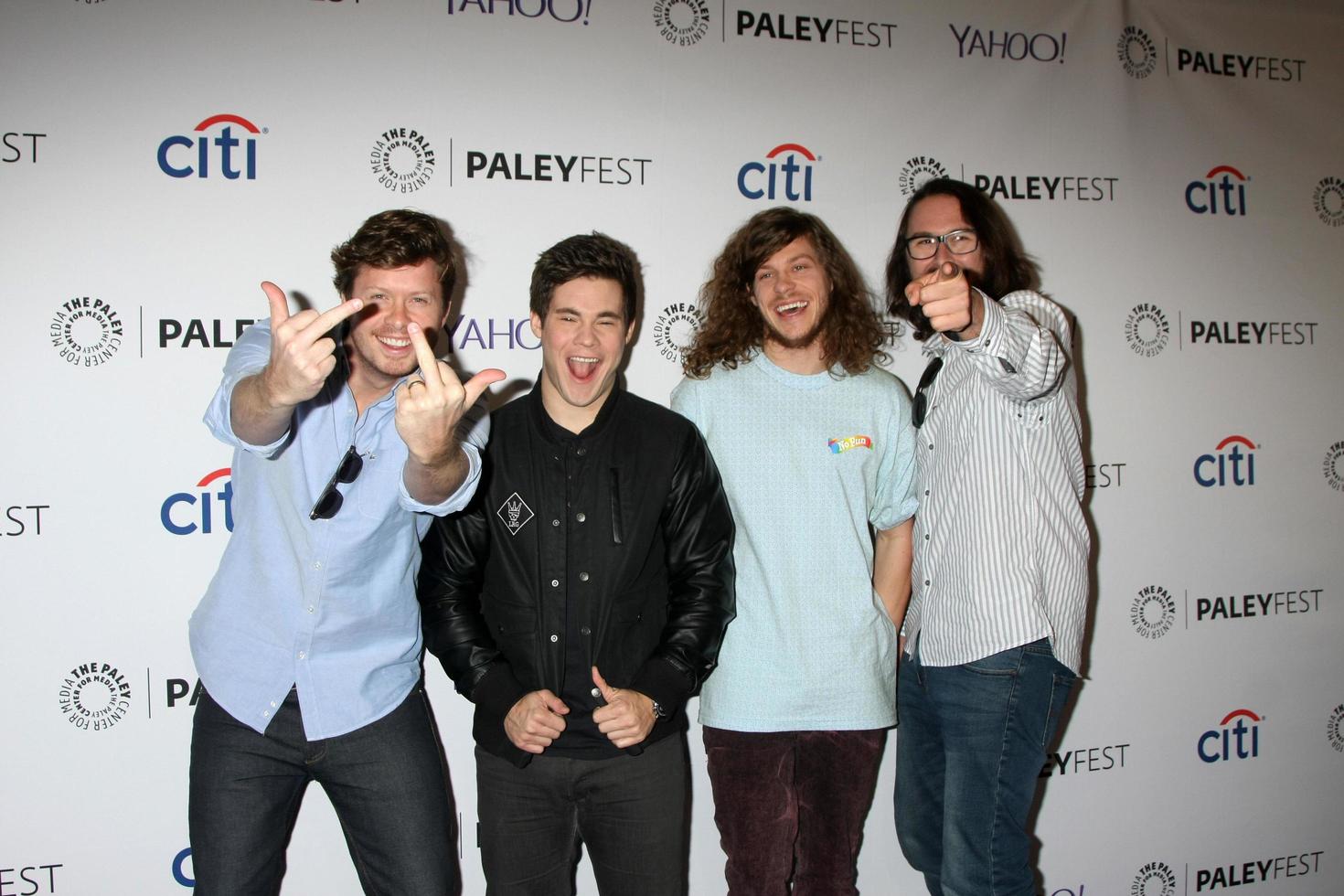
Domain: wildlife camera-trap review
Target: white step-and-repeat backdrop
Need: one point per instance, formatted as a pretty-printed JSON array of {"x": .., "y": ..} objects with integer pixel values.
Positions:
[{"x": 1176, "y": 168}]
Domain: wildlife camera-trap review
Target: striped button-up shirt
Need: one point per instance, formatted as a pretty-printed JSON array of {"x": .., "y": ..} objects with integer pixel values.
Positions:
[{"x": 1000, "y": 541}]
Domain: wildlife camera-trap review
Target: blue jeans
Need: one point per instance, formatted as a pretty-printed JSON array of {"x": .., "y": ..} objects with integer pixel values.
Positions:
[
  {"x": 629, "y": 812},
  {"x": 386, "y": 782},
  {"x": 969, "y": 747}
]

- - -

Riscrivi tutti i record qui sopra sostituendo "Target" con "Label" e lasciando invariato tutto il resto. Per favore, escludi le immagini dalla risposta.

Domain: wildlife camera-trap review
Label: white step-and-repeat backdrop
Need: one point per instance, formatted as a pretty-printed JSON array of {"x": .., "y": ..} objects with integer pixel values.
Positions:
[{"x": 1176, "y": 168}]
Domain: wildlife camera-trap review
Label: striped button-up shirt
Need: one point per instance, formatted as a pretty-printed JSON array of {"x": .., "y": ..} objects with integer pixel values.
Positions:
[{"x": 1000, "y": 541}]
Domain: wildlife camera-trap review
Label: blue jeans
Need: one point per instance, formatted as a pretty-printed JSON array of {"x": .., "y": ..} objects with integer pixel values.
Positions:
[
  {"x": 629, "y": 812},
  {"x": 386, "y": 782},
  {"x": 969, "y": 747}
]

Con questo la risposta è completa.